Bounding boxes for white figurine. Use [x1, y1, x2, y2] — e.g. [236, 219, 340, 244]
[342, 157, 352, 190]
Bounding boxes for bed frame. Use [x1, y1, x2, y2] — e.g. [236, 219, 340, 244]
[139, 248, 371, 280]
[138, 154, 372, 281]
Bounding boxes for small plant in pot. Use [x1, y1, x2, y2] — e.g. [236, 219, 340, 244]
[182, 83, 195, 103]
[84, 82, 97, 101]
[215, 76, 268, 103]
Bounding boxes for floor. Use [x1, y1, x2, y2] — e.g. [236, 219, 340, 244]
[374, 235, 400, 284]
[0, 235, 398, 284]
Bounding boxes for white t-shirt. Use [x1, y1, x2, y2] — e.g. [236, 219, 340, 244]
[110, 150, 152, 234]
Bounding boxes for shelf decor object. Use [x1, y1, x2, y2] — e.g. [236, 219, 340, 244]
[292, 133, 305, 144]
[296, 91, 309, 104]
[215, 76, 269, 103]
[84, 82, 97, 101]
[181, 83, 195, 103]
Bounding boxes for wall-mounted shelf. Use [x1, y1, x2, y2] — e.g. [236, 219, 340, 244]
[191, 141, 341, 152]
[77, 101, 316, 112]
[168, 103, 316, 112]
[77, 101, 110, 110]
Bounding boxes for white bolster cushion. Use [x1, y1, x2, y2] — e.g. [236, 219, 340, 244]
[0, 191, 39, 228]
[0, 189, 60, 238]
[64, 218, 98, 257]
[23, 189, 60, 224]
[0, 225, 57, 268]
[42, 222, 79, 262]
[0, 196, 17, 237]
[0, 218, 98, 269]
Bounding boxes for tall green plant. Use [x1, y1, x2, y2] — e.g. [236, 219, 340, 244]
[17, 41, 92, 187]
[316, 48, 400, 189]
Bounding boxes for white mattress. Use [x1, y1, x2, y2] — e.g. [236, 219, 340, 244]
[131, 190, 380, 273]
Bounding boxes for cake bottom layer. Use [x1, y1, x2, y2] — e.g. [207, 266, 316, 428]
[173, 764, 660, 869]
+ + + +
Assignment: In full and without alteration, output the listing.

Solved problem:
Bounding boxes for white figurine. Use [x1, y1, x2, y2] — e.g. [236, 219, 340, 244]
[342, 157, 352, 190]
Bounding boxes for bed frame. Use [x1, y1, x2, y2] — e.g. [236, 219, 340, 244]
[139, 248, 371, 280]
[138, 154, 372, 281]
Bounding boxes for small plant in pot. Use [x1, y1, x2, y2] — e.g. [236, 219, 340, 244]
[182, 83, 195, 103]
[84, 82, 97, 101]
[215, 76, 268, 103]
Bounding boxes for floor. Use [x1, y1, x2, y2] — e.g. [236, 219, 340, 244]
[374, 235, 400, 284]
[0, 235, 398, 284]
Bounding boxes for white t-shirt. Use [x1, y1, x2, y2] — e.g. [236, 219, 340, 244]
[110, 150, 152, 234]
Bounding boxes for shelf decor object. Use [x1, y1, x2, y2] — e.g. [236, 219, 340, 244]
[292, 133, 305, 144]
[296, 91, 309, 104]
[215, 76, 269, 103]
[84, 82, 97, 101]
[181, 83, 195, 103]
Bounding boxes for wall-mounted shelf. Use [x1, y1, x2, y2] — e.g. [236, 219, 340, 244]
[191, 141, 341, 152]
[77, 101, 316, 112]
[168, 103, 316, 112]
[77, 101, 110, 110]
Bounding boxes for white bolster cushion. Use [x1, y1, x2, y2] — e.g. [236, 219, 340, 244]
[0, 191, 39, 228]
[0, 189, 60, 238]
[64, 218, 98, 257]
[23, 189, 60, 224]
[0, 225, 57, 268]
[42, 222, 79, 262]
[0, 196, 17, 237]
[0, 218, 98, 269]
Bounding boxes for tall green plant. Use [x1, y1, x2, y2] — e.g. [236, 219, 340, 244]
[17, 41, 92, 187]
[316, 48, 400, 189]
Bounding boxes for white mattress. Use [x1, y1, x2, y2] — e.g. [236, 219, 340, 244]
[131, 190, 380, 273]
Bounding boxes for cake bottom layer. Use [x1, y1, x2, y2] — e.g. [207, 266, 316, 428]
[173, 764, 660, 869]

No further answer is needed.